======== TEXTE DU DOCUMENT
Nous en sommes loin, comme nous venons de le voir, alors que la Commission de Bruxelles ne comptabilise pas moins d’une vingtaine de pays qui devraient fait l’objet d’une procédure pour déficit excessif. Les seuls États qui respecteraient encore le Pacte européen de stabilité et de croissance seraient Chypre, le Luxembourg, la Finlande, la Bulgarie, le Danemark et l’Estonie. Tous les grands États membres – on le notera au passage, en pensant à l’Allemagne, l’Espagne, la France, l’Italie, le Royaume-Uni – sont dans le rouge et leur poids est évidemment déterminant.

La présidence suédoise à l’heure de Barroso 2

37Le 1er juillet, la Suède a succédé à la Tchéquie pour assumer la présidence du Conseil pendant le deuxième semestre 2009. L’an prochain, les présidences seront successivement espagnole et polonaise, puis en 2011, belge et hongroise. Comme on le voit, le mariage des nouveaux États membres et de leurs prédécesseurs est désormais en bonne voie.

38Les deux maîtres d’œuvre de la présidence suédoise, le premier ministre Fredrik Reinfeldt et le ministre des Affaires étrangères, Carl Bildt, appartiennent, avec des nuances, à ce que nous appelons le « centre-droit », aujourd’hui prédominant dans l’Union européenne, même si les élections qui viennent de se dérouler en Grèce ont été un succès pour les socialistes de la dynastie des Papandréou, et si au Portugal, José Socrates, réplique lusitanienne de Tony Blair, est appelé à se maintenir au pouvoir, bien que minoritaire.

39• La présidence s’est tout d’abord trouvée en charge de la candidature islandaise à l’adhésion, pas très chaleureuse, à vrai dire, quand on sait que le gouvernement de Reykjavik est demandeur, mais que le parlement de l’île nordique (« l’Althing » le plus ancien en Europe) a donné le feu vert à des négociations d’adhésion par 33 voix contre 28 et 2 abstentions, sans doute parce que les pêcheurs de baleine et de morue, maîtres des enjeux maritimes de la politique islandaise, refusent les disciplines de « l’Europe bleue », comme leurs cousins du Sud irlandais. L’Islande est, cependant, un pays étroitement associé à l’Union européenne, étant membre de la zone Schengen et appliquant déjà une bonne partie de la législation communautaire. Ce que le gouvernement de cette île, en fait, plus proche du Groenland que de l’Europe continentale, attend de l’adhésion, c’est la sécurité monétaire et financière que lui garantit la zone euro. La récente crise bancaire partie des États-Unis lui a été gravement préjudiciable.
================
_TÂCHE A_:
Indiquez combien de lignes des entrées ci-dessous contiennent le mot « below », en respectant la casse. Répondez seulement par ce nombre.
Le texte et les entrées n'ont pas la même origine.
======== DONNÉES D'ENTRÉE
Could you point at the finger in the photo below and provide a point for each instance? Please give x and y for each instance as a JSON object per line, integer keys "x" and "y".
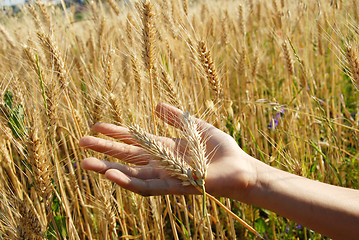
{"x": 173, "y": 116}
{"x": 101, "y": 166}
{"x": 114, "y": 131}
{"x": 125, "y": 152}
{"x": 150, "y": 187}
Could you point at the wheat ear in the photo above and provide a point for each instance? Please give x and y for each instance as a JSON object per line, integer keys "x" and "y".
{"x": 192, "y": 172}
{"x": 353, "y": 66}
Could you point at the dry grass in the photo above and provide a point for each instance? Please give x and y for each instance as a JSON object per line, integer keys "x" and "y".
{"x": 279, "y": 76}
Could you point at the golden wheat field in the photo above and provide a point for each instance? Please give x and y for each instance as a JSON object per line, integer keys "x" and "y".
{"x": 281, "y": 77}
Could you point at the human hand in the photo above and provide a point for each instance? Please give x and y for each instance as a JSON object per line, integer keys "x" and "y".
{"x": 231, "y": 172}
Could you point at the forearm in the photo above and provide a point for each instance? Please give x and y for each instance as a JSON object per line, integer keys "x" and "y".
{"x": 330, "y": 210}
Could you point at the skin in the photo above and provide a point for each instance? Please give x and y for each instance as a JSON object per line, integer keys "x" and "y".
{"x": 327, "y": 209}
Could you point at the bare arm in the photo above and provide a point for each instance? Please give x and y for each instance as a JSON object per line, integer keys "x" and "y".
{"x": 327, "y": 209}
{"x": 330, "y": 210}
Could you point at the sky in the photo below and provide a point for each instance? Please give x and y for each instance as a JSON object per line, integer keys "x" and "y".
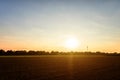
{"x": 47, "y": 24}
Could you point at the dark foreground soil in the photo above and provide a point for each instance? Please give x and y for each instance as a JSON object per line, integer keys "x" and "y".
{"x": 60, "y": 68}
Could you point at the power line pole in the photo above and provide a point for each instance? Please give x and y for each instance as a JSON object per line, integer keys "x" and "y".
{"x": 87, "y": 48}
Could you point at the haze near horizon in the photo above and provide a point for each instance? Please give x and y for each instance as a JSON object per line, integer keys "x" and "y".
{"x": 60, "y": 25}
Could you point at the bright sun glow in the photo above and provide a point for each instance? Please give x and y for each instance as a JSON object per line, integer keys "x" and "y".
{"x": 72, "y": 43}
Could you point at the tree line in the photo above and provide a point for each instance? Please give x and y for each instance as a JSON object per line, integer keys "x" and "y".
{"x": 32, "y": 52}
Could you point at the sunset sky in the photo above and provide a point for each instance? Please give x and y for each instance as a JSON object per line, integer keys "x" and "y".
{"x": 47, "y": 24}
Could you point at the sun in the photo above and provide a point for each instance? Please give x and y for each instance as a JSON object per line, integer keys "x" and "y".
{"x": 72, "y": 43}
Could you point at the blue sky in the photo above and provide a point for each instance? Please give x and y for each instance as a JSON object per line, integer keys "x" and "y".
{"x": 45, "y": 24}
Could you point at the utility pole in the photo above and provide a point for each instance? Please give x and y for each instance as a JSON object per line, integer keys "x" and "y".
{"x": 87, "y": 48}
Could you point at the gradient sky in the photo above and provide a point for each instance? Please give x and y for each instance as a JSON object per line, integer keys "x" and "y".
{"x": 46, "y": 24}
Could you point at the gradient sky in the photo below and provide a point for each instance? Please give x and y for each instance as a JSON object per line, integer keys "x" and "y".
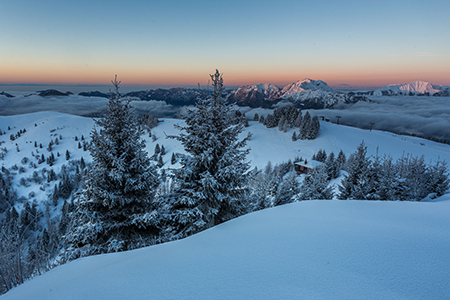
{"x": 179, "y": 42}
================
_TÂCHE B_:
Reprenez le texte ci-dessus sur la présidence suédoise du Conseil de l'Union européenne et poursuivez-le à partir de sa dernière phrase.

_RÉSULTAT A_:
3

_RÉSULTAT B_:
40L’isolement de nos jours, même lorsqu’il ne s’agit que de 330 000 personnes qui vivent cernées par l’océan sur 4 988 kilomètres de côtes échancrées, sur une terre où l’environnement de deux milliers de lacs le dispute à celui de 11 000 glaciers, n’est plus porteur d’avenir. Indépendant depuis 1944, seulement, le pays n’a pas d’armée, mais adhère à l’OTAN qui y dispose d’une base. Pour l’Union européenne, l’Islande est un cas de figure. Encore une fois, attention aux effets diluants d’adhésions de circonstance.

41• Dans la foulée, la question de la présidence de la Commission européenne devait être réglée en priorité, Jose Manuel Barroso, président sortant, étant candidat au renouvellement de son mandat depuis le 9 juin. C’est dire qu’il s’est promptement positionné. Aucune autre candidature ne s’étant manifestée, les 27 gouvernements l’ont désigné le 18 juin dernier, sous réserve de l’accueil que lui ferait le nouveau parlement européen lors de sa première session législative du 15 juillet. Finalement, au terme de longues tractations, après avoir présenté son « programme », le président portugais de l’exécutif européen a été réélu, mais seulement lors de la session suivante, le 16 septembre, à la majorité absolue des europarlementaires, lors de leur deuxième session : 332 voix pour, 219 contre et 117 abstentions. Barroso a disposé de l’appui du groupe parlementaire du PPE (le plus important, avec ses 265 élus), des eurosceptiques antifédéralistes britanniques, tchèques et polonais (54 sièges), d’une bonne partie des libéraux, d’une trentaine de socialistes dont, en certitude, les Hispaniques et les Lusitaniens. Contre sa candidature, on trouve notamment les Verts (55 élus), l’extrême gauche (dont les derniers dominos communistes) une partie des socialistes (et avant tout les Français), une fraction des libéraux (dont les élus du Modem), une partie de la gauche italienne, etc.. Dans cette affaire, le président du groupe dénommé désormais « Alliance progressiste des socialistes et démocrates », l’Allemand Martin Schulz, sachant que sa formation était divisée sur le « cas Barroso », avait conclu, dès juillet, un « accord technique » sur le partage de la présidence du Parlement européen au cours de la nouvelle législature. Comme par le passé, le perchoir reviendra pendant deux ans et demi à la droite, puis pour la même durée à la gauche. C’est le candidat du PPE, l’ancien premier ministre polonais et ancien du syndicat Solidarnosc, Jerzy Buzek, qui a été élu pour une première présidence consensuelle de l’assemblée européenne, le 14 juillet dernier. Il parle couramment l’allemand, l’anglais et même le russe, mais, signe des temps, pas le français.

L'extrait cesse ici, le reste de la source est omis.